* _THE REQUEST_
Output exactly the lines that run from the line with "Task: point out the blue sky" to the end of the material, both ends included, and no other lines.

(Dataset excerpt)
** START **
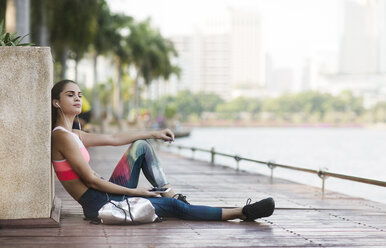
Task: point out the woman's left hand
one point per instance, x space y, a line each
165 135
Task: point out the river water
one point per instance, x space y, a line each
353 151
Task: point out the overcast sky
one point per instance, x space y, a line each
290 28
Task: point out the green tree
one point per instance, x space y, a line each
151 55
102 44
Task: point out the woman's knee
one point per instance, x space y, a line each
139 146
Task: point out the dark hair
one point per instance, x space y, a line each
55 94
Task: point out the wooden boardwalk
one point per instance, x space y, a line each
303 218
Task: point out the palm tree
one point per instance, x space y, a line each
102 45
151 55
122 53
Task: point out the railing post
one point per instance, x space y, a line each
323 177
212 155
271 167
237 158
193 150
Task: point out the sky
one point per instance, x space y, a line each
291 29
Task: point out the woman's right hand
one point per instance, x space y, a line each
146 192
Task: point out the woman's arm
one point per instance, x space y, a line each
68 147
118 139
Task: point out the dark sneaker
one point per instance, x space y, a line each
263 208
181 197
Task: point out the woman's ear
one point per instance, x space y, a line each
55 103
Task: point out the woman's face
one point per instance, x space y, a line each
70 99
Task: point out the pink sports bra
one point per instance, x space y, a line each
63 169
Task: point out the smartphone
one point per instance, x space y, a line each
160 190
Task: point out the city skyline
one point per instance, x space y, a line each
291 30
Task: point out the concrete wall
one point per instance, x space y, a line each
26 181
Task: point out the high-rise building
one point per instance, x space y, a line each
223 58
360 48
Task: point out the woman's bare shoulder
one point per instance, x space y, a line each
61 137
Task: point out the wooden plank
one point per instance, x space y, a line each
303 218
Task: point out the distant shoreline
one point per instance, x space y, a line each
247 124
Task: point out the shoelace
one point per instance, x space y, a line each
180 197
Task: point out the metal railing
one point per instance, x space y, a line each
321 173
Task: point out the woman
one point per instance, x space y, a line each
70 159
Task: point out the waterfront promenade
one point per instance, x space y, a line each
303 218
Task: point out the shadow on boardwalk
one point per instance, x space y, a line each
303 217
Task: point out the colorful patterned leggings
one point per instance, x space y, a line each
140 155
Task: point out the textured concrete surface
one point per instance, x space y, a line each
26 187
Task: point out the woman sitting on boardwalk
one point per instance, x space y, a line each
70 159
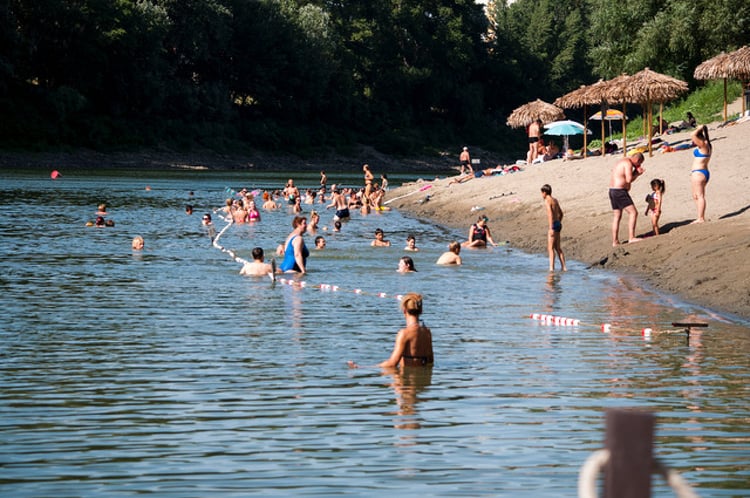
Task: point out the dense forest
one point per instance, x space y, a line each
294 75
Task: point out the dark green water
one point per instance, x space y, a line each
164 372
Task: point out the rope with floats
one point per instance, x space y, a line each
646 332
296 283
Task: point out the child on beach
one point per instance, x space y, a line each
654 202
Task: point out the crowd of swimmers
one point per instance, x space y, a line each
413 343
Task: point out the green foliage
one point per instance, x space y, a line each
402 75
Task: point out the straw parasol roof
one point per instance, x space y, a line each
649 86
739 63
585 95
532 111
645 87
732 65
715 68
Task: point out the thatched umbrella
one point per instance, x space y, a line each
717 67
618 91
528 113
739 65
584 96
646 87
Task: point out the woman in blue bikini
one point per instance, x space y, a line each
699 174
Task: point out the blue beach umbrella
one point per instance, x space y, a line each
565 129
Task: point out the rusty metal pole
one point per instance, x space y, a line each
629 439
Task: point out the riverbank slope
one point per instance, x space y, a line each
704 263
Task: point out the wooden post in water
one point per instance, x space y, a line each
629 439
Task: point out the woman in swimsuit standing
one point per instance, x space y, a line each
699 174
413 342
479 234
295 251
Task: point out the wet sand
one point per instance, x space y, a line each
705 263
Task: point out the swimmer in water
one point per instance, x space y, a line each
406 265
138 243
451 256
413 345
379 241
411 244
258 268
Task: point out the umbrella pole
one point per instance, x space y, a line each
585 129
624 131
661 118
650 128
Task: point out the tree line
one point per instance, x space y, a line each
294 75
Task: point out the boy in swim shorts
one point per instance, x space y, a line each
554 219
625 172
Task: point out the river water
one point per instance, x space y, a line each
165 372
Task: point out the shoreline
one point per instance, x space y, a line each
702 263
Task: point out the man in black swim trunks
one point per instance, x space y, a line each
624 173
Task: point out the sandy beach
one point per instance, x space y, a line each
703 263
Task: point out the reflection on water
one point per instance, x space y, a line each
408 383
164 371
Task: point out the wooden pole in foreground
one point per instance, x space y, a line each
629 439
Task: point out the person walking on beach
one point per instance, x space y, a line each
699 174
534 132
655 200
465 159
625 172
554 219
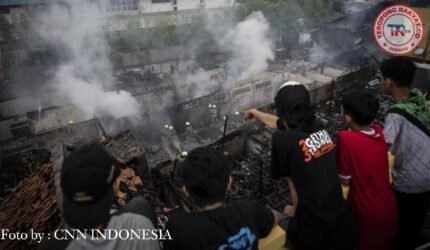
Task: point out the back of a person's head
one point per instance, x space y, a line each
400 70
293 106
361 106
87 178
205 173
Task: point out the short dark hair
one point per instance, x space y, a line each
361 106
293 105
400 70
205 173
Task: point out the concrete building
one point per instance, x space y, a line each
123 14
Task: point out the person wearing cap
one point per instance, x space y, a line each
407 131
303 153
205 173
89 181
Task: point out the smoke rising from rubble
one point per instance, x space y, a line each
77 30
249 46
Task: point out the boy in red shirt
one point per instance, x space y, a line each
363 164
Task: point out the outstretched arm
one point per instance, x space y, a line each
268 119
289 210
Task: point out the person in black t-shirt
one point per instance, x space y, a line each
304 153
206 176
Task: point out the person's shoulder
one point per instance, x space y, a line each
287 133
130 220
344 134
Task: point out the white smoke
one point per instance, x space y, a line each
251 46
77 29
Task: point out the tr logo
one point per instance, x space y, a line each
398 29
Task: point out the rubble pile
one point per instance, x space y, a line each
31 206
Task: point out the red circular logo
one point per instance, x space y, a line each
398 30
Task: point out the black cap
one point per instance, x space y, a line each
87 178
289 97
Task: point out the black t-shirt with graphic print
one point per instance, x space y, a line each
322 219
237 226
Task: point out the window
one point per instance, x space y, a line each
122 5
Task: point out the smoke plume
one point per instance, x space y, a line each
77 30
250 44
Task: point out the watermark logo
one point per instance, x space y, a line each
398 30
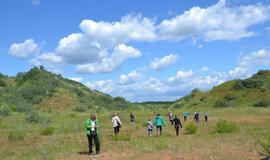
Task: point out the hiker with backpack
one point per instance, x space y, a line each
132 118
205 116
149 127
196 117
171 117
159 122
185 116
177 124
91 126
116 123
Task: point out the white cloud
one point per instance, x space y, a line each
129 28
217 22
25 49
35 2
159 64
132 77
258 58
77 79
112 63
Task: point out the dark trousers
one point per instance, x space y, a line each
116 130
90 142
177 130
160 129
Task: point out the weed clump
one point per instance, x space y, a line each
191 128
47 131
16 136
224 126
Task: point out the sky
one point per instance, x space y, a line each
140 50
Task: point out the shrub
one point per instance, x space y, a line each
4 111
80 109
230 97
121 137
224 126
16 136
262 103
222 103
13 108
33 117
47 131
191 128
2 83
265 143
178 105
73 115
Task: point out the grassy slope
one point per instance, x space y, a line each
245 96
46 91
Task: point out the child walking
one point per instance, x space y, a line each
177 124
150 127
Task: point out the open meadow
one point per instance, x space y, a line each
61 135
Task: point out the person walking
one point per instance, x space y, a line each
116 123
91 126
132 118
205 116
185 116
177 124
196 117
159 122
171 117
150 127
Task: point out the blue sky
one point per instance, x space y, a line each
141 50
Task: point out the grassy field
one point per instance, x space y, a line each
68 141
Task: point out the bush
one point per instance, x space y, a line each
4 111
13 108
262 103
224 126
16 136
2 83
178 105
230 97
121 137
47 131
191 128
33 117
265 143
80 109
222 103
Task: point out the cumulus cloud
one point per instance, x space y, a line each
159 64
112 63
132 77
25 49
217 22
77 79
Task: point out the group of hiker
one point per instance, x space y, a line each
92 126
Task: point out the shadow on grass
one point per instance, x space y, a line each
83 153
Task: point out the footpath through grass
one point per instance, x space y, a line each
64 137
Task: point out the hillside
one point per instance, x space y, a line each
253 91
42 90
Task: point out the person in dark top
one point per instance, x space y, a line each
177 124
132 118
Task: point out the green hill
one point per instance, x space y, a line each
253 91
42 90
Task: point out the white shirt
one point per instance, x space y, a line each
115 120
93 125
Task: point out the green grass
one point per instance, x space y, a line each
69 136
** END **
* _FULL ANSWER_
Task: point out the blue sky
one point per instance, x space y, a line each
141 50
Task: point out the grassy field
one point per instance, x space y, a line each
68 141
Task: point out the bush
one point per instance, x space y, a line each
4 111
13 108
262 103
224 126
16 136
2 83
178 105
230 97
121 137
47 131
191 128
33 117
265 143
80 109
222 103
Task: point out the cumulus cloud
one point per instance, x space y, a line each
159 64
112 63
132 77
25 49
217 22
77 79
Task: point out the group of hiker
one point per instance, x space y, a line each
92 126
Task: point out the shadow on grass
one point per instance, x space y, a line each
83 153
Task: point out the footpath through grass
one point per instance, x space y, a line each
64 137
Task: point out the hillside
one point per instance, x space y, a line each
253 91
42 90
Task: point out the person in dark top
one point per instance, x space y, a line each
177 124
132 118
Task: point out the green hill
one point per instance, x space y, a line each
253 91
42 90
Task: point out the white shirt
one point per instance, x space y, a line each
115 120
93 125
Task: point out the green grass
one point per instance, x space y, a line each
69 136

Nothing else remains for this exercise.